## TRY IT:
Below are records to write out again, exactly as they read.

=== Section Start ===

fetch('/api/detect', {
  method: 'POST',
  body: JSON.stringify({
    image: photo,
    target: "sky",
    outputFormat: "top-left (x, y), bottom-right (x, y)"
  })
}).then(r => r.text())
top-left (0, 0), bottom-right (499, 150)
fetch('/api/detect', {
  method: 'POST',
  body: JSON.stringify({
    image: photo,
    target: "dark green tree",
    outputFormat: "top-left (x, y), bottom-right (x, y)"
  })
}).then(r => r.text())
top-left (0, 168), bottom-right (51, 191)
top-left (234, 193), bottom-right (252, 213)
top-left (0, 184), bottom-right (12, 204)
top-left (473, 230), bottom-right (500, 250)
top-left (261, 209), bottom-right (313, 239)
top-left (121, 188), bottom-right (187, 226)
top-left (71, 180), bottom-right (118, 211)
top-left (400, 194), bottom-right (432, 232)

=== Section End ===

## WRITTEN SOLUTION:
fetch('/api/detect', {
  method: 'POST',
  body: JSON.stringify({
    image: photo,
    target: "sky",
    outputFormat: "top-left (x, y), bottom-right (x, y)"
  })
}).then(r => r.text())
top-left (0, 0), bottom-right (499, 150)
fetch('/api/detect', {
  method: 'POST',
  body: JSON.stringify({
    image: photo,
    target: "dark green tree",
    outputFormat: "top-left (x, y), bottom-right (x, y)"
  })
}).then(r => r.text())
top-left (0, 168), bottom-right (51, 191)
top-left (234, 193), bottom-right (252, 213)
top-left (0, 184), bottom-right (12, 204)
top-left (473, 230), bottom-right (500, 250)
top-left (261, 209), bottom-right (313, 239)
top-left (121, 188), bottom-right (187, 226)
top-left (71, 180), bottom-right (118, 211)
top-left (400, 194), bottom-right (432, 232)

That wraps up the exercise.